DIRECTIONS.
1. In the text on the fake electors, rewrite the part starting with "Particularly alarming was" and going on through "his anti-democratic effort.", changing "loyalist" to "partisan ally".
2. List every state that the text on the fake electors names as a place where groups of Trump supporters assembled fake electoral certificates.

EXTRACTED TEXT.
▶
Several weeks after the 2020 election, groups of electors gathered in state Capitols to sign certificates affirming which candidate won their state — a routine step in the process of a president taking office.
But on the same day — Dec. 14, 2020 — something unusual happened: In at least seven battleground states where Joe Biden had defeated President Donald Trump, representatives of the losing side decided that they, too, would gather as purported electors to sign certificates falsely attesting to a Trump win and submit them for approval by Congress.
The fake electoral certificates were assembled by groups of Trump supporters in Arizona, Georgia, Michigan, New Mexico, Nevada, Pennsylvania, and Wisconsin who sought to replace the valid presidential electors from their state — who had been chosen by voters in free and fair elections — with bogus slates of pro-Trump electors.
Months later, American Oversight, a watchdog group that seeks to hold Trump accountable through public records requests, published the phony certificates calling them “part of the failed attempt to overturn the results of the 2020 election.”
Those phony electoral vote certificates were submitted to Congress as part of the failed attempt to overturn the results of the 2020 election. None of the certificates contains any indication that they list illegitimate slates of electors not chosen by those states’ voters.
Conspiracy theories and lies about stolen elections have escalated beyond rhetoric to very real threats of seditious and extremist violence.
The heavily armed, Trump-incited mob attack of Jan. 6, 2021, was an assault not just on the U.S. Capitol building, but also on democracy and the rule of law.
Evidence has also surfaced showing that Trump and his allies tried to pressure Justice Department officials into abetting his attempts to illegally overturn his 2020 election loss.
Despite there being no evidence of widespread voter fraud, the weeks that followed the 2020 election saw Trump continually attempt to pressure state and federal officials to act on his baseless claims, from threatening retaliation to making lengthy cajoling phone calls.
Particularly alarming was his campaign to enlist the U.S. Department of Justice to validate and perpetuate his false allegations of voter fraud, including a plot to replace Justice Department leadership with a loyalist willing to help in his anti-democratic effort.
◀
RECORDED INFORMATION.
▶
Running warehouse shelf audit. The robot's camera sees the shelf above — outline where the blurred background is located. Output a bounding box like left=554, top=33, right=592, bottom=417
◀
SOLUTIONS BELOW.
1.
Particularly alarming was his campaign to enlist the U.S. Department of Justice to validate and perpetuate his false allegations of voter fraud, including a plot to replace Justice Department leadership with a partisan ally willing to help in his anti-democratic effort.

2. Arizona, Georgia, Michigan, New Mexico, Nevada, Pennsylvania, Wisconsin